Extracted records:
+++

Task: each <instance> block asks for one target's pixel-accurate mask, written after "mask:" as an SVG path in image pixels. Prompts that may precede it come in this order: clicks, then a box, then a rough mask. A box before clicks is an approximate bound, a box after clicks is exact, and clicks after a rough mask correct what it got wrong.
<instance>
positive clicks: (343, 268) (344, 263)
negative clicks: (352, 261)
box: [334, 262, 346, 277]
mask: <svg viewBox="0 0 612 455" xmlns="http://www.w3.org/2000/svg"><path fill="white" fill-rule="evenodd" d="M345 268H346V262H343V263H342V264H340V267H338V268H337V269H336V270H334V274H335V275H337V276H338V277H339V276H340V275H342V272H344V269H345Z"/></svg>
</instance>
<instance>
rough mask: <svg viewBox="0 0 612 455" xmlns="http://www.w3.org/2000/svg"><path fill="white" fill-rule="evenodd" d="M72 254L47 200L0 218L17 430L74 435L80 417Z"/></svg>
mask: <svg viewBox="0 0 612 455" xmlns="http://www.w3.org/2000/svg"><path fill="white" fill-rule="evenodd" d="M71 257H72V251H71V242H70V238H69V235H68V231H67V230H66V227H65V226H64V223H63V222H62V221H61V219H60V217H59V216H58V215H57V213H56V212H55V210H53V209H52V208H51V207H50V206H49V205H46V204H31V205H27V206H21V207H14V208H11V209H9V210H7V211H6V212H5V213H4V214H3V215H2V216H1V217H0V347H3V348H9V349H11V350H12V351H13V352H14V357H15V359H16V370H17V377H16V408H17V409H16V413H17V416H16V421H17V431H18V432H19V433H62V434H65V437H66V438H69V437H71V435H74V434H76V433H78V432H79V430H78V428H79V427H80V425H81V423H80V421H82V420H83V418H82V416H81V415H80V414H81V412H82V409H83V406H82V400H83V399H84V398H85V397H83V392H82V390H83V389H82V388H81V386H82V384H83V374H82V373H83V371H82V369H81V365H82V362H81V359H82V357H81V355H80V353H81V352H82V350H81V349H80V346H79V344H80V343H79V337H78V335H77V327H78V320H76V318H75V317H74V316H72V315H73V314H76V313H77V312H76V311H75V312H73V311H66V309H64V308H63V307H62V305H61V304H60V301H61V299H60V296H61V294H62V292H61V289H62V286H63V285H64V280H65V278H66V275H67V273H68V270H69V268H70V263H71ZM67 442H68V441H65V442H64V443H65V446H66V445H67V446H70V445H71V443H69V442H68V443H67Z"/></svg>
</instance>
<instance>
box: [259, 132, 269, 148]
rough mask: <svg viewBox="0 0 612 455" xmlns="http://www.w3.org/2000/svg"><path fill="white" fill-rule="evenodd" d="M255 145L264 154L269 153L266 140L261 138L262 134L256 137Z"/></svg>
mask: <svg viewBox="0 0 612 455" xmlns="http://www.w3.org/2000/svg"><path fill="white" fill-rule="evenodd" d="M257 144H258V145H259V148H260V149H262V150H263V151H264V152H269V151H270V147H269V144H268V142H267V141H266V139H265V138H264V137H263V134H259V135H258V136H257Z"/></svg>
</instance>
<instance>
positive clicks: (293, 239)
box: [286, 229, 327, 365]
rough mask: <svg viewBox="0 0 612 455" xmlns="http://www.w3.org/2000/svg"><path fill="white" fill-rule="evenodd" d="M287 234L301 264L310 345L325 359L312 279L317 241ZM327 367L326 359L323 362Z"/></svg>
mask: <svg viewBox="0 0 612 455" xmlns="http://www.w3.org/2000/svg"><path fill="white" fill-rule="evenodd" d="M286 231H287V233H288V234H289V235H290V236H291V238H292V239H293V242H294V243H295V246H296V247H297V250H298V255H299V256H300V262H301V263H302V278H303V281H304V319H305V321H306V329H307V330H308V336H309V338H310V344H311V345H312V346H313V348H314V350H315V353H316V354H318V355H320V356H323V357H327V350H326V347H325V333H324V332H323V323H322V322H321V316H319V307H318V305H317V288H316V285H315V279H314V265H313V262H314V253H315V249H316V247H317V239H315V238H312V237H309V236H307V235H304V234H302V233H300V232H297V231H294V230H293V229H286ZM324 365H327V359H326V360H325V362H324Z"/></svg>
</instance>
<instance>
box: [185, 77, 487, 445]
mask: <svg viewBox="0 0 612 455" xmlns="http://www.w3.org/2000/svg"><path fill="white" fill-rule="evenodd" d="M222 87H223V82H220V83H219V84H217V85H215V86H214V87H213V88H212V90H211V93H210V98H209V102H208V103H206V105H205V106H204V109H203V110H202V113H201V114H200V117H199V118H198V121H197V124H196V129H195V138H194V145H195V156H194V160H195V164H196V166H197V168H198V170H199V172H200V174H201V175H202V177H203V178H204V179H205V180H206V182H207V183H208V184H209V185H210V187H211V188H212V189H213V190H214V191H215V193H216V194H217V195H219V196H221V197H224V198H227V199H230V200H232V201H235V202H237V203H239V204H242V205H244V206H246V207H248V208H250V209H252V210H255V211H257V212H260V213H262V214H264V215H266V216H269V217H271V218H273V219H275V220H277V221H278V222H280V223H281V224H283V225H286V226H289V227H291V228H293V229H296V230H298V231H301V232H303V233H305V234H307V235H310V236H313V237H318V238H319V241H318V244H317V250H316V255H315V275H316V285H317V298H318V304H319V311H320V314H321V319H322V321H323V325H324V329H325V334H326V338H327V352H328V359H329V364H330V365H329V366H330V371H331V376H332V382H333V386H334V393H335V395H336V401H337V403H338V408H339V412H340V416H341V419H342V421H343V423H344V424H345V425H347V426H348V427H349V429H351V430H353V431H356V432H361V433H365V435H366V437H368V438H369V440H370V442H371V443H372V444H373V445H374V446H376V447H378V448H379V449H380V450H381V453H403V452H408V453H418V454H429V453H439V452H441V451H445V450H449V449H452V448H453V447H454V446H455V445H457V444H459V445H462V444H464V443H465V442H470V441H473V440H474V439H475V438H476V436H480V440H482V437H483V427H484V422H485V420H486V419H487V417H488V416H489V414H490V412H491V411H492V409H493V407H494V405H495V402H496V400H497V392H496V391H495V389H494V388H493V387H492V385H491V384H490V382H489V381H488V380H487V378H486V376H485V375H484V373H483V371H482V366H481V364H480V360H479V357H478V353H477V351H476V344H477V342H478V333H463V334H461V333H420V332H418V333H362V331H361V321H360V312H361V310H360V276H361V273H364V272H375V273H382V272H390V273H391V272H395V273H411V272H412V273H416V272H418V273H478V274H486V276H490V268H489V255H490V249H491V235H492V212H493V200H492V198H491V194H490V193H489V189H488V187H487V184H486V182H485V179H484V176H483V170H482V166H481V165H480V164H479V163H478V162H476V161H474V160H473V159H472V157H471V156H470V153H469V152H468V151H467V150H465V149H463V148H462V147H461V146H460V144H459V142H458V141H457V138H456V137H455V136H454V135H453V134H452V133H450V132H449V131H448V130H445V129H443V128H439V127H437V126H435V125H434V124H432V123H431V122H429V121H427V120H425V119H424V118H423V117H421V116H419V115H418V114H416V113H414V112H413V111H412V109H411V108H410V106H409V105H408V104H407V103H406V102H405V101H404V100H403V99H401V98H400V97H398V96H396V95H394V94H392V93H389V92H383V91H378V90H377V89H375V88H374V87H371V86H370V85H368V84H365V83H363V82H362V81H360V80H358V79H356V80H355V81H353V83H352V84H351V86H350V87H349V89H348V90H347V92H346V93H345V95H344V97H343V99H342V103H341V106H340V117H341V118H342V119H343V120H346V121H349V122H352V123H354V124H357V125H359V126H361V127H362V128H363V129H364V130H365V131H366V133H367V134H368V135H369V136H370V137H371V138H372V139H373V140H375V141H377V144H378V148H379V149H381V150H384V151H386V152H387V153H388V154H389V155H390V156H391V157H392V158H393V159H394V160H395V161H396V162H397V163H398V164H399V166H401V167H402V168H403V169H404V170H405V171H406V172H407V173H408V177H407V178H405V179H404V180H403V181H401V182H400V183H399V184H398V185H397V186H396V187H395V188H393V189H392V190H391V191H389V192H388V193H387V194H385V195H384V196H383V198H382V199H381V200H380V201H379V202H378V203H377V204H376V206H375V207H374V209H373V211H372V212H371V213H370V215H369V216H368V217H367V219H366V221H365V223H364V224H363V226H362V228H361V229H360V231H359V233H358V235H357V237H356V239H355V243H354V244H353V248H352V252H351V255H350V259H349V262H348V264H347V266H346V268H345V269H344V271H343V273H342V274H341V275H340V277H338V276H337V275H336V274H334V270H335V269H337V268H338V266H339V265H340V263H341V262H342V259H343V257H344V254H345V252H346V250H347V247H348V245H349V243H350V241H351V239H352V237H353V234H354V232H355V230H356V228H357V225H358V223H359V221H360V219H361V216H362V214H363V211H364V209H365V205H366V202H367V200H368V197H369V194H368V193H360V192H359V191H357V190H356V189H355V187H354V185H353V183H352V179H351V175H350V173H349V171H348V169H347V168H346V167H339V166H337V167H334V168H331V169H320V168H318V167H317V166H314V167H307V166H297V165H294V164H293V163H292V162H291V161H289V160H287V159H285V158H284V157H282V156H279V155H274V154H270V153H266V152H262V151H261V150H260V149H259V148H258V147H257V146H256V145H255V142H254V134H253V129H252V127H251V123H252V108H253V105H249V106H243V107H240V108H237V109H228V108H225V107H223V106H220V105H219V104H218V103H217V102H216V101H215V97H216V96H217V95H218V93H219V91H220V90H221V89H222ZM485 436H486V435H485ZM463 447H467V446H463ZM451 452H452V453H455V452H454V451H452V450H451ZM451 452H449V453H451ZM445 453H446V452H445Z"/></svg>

+++

What the task asks: In the records above, how many lines contain the string "positive"? Only that number should be written.

Written answer: 2